Portion sizes are similar and Frum's evidence was only anecdotal.
Since portion sizes aren't smaller in Canada, wealth isn't a factor in portion sizes (at least the wealth difference between CA/US doesn't matter to that). Also note that total consumption of caloric sodas has been steady for decades as Canadians have gotten significantly richer (and soda cheaper).
This one requires more data to completely demolish, but the evidence that total consumption of caloric sodas has been steady for decades does cast doubt on the idea that smaller cans of sodas will reduce consumption.
There's more evidence that poor fitness (sedentary lifestyles) has a much greater health care cost than obesity.
Such a small increase in price of soda is unlikely to change consumption, given that consumption has been steady for decades as soda production has gotten cheaper and people richer.

Balko doesn't point this out, but soda doesn't appear to be very price sensitive. Rather than buying cheap store-brand sodas the market overwhelmingly goes to the higher-priced image brands.

Thursday, October 28, 2004

I've enjoyed working at OSAF for the past eight months and I'm starting to understand why. We're nice but we're not losers.

We shipped a minor release this month - the 0.4 release of Chandler. The release date of October 26 was picked months ago, as was a candidate set of workflows and other tasks to achieve. We met our release date, partly by making some minor cuts to the feature set (though we still reached the overall goal of having something experimentally usable or demoable), partly by working professionally towards common goals. Even better, we did it without panic, without yelling at each other, without having sales presell the release (heh heh -- no sales). We didn't make developers stay all night. We didn't have unpleasant meetings. We didn't demonize anybody for their bug counts. And we still managed to release on a schedule.

I don't want to get too deep into how we did it (one could write a book), but it had a lot to do with honesty and trust. Maybe when the stakes and egos are high it's too easy to fool oneself into believing ridiculous schedules. I'd like to think our transparency (it's all out there on the wiki helped us be honest with ourselves and communicate potential problems early.

It's nice to have confirmation that it's possible to reach high goals and still be sane.

Wednesday, October 27, 2004

My local security expert can be opinionated and frank, sometimes.

Me: "So have you ever tried getting IPSEC working?"

Him: "I'd rather have a prostate exam."

Saturday, October 23, 2004

Making wedding stuff

I had a fun time making stuff for my friend's wedding a couple weeks ago. Now the pictures have come out.
☆ ☆ ☆
* **PROBLEM DETAILS**:
Check each statement against the blog text, answering yes or no and quoting the exact words that settle it.
1. The 0.4 release of Chandler came out on its planned date.
2. Developers had to stay all night to get the release done.
3. Most soda buyers choose cheap store-brand sodas.
The listing after the blog text isn't needed for anything here.

* **MATERIAL SHOWN**:
☆ ☆ ☆
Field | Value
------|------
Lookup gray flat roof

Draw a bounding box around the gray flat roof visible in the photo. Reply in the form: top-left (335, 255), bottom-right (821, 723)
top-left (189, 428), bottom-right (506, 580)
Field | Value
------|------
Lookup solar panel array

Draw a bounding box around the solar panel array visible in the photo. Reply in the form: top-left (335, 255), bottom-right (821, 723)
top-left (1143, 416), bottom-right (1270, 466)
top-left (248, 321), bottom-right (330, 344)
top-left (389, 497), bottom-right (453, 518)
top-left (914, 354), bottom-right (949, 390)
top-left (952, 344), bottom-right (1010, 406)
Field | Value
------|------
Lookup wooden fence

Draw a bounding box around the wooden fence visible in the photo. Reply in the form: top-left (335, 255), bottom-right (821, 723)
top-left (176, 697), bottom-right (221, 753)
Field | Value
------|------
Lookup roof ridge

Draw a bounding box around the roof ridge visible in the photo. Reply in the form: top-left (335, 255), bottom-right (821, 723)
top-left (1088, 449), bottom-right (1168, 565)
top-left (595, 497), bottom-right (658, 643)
☆ ☆ ☆
* **ANSWER IN FULL**:
1. Yes: "We met our release date"
2. No: "We didn't make developers stay all night."
3. No: "the market overwhelmingly goes to the higher-priced image brands"